EXTRACTED TEXT Start Marker

A long-standing mystery in microbiome research—how a gut-bacterial toxin physically damages human DNA—has finally been solved through a close collaboration led in part by researchers in the Victoria D’Souza Lab at MCB. The discovery, published December 4 in Science, provides the first direct structural view of the covalent link between the two DNA strands, which is mediated by colibactin, a DNA-damaging small molecule produced by certain E. coli species in the gut microbiome that has been linked to colorectal cancer development, including early-onset cases.
Cartoon representation of the interaction showing the placement of colibactin and its molecular surface (purple mesh) inside the minor groove of DNA (grey and red).
For years, researchers have known that colibactin causes dangerous DNA lesions, but its chemical instability has made the structure of its DNA bound state difficult to capture. Without that structure, scientists lacked a fundamental understanding of how the toxin selects specific genomic sites and why its mutational “signature”—several As and Ts in a row from the repair of colibactin-induced double-strand breaks—repeatedly appears in tumor genomes.
The new study solves that problem by combining three highly specialized approaches: microbial chemistry in the Chemistry and Chemical Biology (CCB) lab of Emily Balskus, high-resolution NMR spectroscopy in the D’Souza Lab, and advanced mass spectrometry in collaboration with the Silvia Balbo Lab and Peter Villalta at the University of Minnesota.
Balskus, who spearheaded the project, noted the impact of finally capturing the structure of the colibactin lesion. “We have had to be creative in our efforts to understand its chemical structure and biological activity,” she says. “This work determines the specificity of colibactin for DNA crosslinking and the detailed structure of the lesion. It reveals the structural basis for colibactin’s activity and explains the locations of mutations in the genome linked to colibactin exposure.”

EXTRACTED TEXT End Marker
EXTRACTED INFORMATION Start Marker

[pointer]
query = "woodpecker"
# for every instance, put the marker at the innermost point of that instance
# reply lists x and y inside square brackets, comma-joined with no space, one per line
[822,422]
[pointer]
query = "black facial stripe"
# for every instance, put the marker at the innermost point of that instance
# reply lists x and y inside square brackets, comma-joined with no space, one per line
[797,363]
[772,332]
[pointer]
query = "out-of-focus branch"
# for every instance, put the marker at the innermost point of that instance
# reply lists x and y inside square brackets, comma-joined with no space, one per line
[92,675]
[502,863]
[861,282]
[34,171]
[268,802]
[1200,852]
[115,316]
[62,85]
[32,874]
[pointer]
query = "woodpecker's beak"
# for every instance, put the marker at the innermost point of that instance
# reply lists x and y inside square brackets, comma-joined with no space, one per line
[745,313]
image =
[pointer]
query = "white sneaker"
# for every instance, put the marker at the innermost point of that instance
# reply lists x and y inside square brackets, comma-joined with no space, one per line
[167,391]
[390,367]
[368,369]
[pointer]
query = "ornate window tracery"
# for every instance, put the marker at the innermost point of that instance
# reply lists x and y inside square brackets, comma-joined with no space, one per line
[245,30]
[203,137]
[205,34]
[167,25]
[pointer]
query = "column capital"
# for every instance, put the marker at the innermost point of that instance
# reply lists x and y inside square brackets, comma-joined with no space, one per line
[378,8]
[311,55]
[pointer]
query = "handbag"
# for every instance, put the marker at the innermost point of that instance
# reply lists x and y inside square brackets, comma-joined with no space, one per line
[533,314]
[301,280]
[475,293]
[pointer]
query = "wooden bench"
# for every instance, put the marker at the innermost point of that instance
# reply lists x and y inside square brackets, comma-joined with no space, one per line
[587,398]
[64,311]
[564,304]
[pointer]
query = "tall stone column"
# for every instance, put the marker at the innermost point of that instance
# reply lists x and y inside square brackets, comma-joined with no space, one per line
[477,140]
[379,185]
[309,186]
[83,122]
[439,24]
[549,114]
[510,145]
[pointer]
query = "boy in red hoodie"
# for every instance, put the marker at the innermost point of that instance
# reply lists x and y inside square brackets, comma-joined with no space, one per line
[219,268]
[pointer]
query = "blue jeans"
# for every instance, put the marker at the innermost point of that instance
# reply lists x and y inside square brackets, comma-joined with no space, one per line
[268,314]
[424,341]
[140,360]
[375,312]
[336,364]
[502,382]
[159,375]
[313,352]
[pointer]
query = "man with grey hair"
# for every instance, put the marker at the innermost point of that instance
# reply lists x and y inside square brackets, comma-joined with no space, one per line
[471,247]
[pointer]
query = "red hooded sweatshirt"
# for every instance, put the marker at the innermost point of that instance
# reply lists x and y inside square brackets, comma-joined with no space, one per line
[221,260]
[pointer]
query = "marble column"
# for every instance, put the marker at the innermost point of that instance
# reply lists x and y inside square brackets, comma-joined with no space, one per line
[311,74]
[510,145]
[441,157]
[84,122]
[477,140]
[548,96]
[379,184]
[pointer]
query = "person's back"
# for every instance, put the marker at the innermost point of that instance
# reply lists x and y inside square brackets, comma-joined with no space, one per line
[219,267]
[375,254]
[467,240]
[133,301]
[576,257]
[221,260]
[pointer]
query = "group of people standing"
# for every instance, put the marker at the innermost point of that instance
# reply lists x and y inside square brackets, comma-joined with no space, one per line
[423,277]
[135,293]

EXTRACTED INFORMATION End Marker

ACTIONS TO TAKE —
[a] List the three specialized approaches that the colibactin article says the new study combined.
[b] Say whether each statement agrees with the colibactin article, and support each answer with the deciding words quoted from it. (i) The study appeared in Science. (ii) Colibactin is made by every E. coli species in the gut microbiome. (iii) Colibactin's chemical stability made its DNA-bound structure easy to capture.

TASK-BY-TASK SOLUTIONS —
[a]
1. Microbial chemistry
2. High-resolution NMR spectroscopy
3. Advanced mass spectrometry

[b]
(i) Yes: "published December 4 in Science"
(ii) No: "produced by certain E. coli species in the gut microbiome"
(iii) No: "its chemical instability has made the structure of its DNA bound state difficult to capture"